Так по рассказам отца, а в 30-е годы и по своим наблюдениям, знал казачонок Петр, каково жить под большевицкими оккупантами.
Но и на новом месте не дали спокойно жить. Стали наезжать из ОГПУ — искали, не поселился ли кто из служивших у Мамантова? Тогда некоторых мамантовцев, бывших крепких казаков-добровольцев, нашли на целинных землях в Ремонтненском районе. Уехали они в степную глушь, сделали из дерна и глины полуземлянки. Забрали их в 28-м, с семьями погрузили на баржи и по ледяной еще воде отправили на север. Никакой крыши над головами. Дали пилы да топоры. Жгли костры, дремали на пепле, будили друг друга, чтобы не застыть. Выжили единицы. Никакой связи с внешним миром. В 1936 разрешили переписку, да кому и куда писать? Семьи остались без кормильцев много лет назад на безымянном берегу, а казаков увезли на баржах…
Немальцева вскоре пригласило в Москву общество политкаторжан, там он и прижился. А хуторок его имени продолжал переносить большевицкие эксперименты. В коллективизацию несогласных и просто косо посмотревших на комбеда высылали уже за «вредительство колхозному строю». Начались обобществление до последней курицы и хорошо организованный голод 1933 года. «Враги народа» дохли сами без хлебных карточек…
Но наступило лето 1941 года. Немцы еще только подходили к области, а уже поступил приказ эвакуировать колхозный скот. Но куда? Погнали к станции Николаевской (теперь село Литвиновка) в соседнем районе. А тут красноармейцы отбили Ростов, и попало всему начальству, бросившему город и на машинах с личным добром укатившему на восток. Решили навести порядок и у нас в станице. Те, кто отдавал приказ гнать скот, промолчали. Арестовали бригадиров-скотников, посадили в тюрьму на станции Лихая.
Там сидели они два-три месяца, пока при бомбежке не разрушили здание. Одни погибли, другие ранены. Среди последних и отец Петра Павлова. Арестанты разбежались.
Летом 42-го вывесили на сельсовете плакаты — пузатые немцы, и подпись: «Они хотят нас сделать горбатыми». Но вышла другая картина. Приехали двое, оба подтянутые, стройные. Спросили, где сельсовет. Мальчишки сбежались смотреть машину, это для наших мест тогда редкость была. Один из немцев по-русски попросил ребят обежать хутор и созвать сход. На сходе сказал: «Мы пришли освободить вас от ига коммунизма. Сегодня вы должны выбрать себе власть такую, какая была у вас до советов. И занимайтесь каждый своим трудом. Да не забудьте назначить себе полицейских, время сейчас тревожное, военное».

-=-=-

■ **ЗАДАНИЕ**
По тексту страницы объясните в одном–трех предложениях, почему на сходе жителям советовали «не забыть назначить себе полицейских». Приведенные далее записи взяты из другого источника.

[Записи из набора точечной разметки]
-=-=-

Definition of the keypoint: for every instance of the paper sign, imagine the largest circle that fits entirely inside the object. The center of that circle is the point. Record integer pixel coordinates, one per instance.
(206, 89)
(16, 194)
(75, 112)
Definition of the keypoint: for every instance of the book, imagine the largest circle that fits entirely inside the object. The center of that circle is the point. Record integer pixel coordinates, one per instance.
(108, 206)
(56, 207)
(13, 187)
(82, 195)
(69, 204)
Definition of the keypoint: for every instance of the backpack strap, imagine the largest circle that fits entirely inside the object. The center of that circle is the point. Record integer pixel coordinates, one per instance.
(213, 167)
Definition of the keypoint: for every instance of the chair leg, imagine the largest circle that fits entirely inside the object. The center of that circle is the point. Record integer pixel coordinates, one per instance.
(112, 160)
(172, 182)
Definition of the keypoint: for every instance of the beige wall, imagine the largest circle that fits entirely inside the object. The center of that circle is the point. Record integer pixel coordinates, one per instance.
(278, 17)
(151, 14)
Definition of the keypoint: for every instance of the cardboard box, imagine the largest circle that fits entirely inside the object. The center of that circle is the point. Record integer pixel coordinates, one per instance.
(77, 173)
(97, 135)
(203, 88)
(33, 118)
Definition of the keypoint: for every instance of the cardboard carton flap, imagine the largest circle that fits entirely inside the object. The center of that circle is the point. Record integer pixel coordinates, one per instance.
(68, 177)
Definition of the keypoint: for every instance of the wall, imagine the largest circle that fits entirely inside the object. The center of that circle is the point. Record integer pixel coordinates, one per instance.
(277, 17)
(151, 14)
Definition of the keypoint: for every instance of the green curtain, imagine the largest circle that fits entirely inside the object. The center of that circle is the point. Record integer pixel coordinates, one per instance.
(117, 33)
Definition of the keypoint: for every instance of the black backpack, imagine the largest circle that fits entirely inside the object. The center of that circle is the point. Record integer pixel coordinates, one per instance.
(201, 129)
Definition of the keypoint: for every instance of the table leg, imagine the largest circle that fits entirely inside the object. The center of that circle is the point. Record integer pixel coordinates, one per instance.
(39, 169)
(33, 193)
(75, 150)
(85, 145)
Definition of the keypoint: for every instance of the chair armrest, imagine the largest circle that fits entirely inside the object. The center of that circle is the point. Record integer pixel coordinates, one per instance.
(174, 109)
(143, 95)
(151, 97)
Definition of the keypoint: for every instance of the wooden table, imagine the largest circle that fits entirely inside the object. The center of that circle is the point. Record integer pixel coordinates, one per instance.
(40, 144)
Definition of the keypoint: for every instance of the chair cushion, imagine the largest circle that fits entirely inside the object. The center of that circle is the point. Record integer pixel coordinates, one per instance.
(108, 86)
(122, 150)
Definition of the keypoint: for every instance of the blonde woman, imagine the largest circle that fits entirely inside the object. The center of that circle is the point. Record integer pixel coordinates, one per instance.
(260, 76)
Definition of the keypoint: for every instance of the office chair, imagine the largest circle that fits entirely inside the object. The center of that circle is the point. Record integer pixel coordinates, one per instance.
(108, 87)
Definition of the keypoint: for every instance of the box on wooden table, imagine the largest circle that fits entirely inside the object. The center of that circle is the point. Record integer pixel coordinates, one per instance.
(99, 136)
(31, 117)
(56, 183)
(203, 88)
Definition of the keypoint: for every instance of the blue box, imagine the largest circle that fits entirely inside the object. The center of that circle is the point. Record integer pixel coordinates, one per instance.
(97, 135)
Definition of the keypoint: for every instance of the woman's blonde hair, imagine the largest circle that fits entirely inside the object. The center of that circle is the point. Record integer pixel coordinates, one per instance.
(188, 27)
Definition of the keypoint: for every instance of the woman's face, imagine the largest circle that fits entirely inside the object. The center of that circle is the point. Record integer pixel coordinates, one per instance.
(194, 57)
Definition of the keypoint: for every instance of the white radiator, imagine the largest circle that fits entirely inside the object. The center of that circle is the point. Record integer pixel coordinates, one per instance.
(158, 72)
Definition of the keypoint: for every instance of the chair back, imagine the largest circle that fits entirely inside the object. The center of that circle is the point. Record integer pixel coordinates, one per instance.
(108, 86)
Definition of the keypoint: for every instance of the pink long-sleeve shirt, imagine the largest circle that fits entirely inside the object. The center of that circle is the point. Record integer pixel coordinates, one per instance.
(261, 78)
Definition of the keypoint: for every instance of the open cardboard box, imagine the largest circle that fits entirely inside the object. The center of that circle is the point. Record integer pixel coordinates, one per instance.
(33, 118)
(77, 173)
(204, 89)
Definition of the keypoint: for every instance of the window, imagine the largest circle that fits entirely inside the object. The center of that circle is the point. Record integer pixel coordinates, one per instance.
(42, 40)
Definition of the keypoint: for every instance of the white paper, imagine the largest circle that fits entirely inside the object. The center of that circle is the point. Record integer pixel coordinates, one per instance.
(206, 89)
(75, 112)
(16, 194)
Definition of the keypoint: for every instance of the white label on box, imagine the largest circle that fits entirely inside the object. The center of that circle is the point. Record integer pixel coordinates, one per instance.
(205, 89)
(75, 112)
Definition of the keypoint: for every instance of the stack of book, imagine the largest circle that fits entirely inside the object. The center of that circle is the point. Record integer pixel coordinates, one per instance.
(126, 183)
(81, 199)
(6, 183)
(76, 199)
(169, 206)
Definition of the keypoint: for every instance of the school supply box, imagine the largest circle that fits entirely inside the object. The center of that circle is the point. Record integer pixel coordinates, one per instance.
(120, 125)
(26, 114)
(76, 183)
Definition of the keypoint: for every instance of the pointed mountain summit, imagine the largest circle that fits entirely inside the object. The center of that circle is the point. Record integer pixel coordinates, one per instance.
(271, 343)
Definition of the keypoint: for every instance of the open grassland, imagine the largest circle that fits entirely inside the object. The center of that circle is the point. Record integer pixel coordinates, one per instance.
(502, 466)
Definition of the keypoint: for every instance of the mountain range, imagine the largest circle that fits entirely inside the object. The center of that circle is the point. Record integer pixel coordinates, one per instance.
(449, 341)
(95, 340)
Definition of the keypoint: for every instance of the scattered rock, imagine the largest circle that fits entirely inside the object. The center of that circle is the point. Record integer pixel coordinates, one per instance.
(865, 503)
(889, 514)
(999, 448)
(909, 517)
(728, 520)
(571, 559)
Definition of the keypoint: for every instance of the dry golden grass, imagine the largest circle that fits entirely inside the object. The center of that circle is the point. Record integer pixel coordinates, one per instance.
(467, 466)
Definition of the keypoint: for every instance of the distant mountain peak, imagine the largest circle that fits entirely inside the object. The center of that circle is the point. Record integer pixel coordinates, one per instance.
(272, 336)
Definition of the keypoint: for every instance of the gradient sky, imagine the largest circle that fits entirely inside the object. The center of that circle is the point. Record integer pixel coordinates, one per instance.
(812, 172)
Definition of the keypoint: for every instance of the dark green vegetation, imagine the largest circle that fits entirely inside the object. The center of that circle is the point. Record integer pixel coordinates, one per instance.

-=-=-

■ **ПРАВИЛЬНЫЙ ОТВЕТ**
На сходе это объяснили тем, что время сейчас тревожное, военное. Поэтому жителям и посоветовали назначить себе полицейских.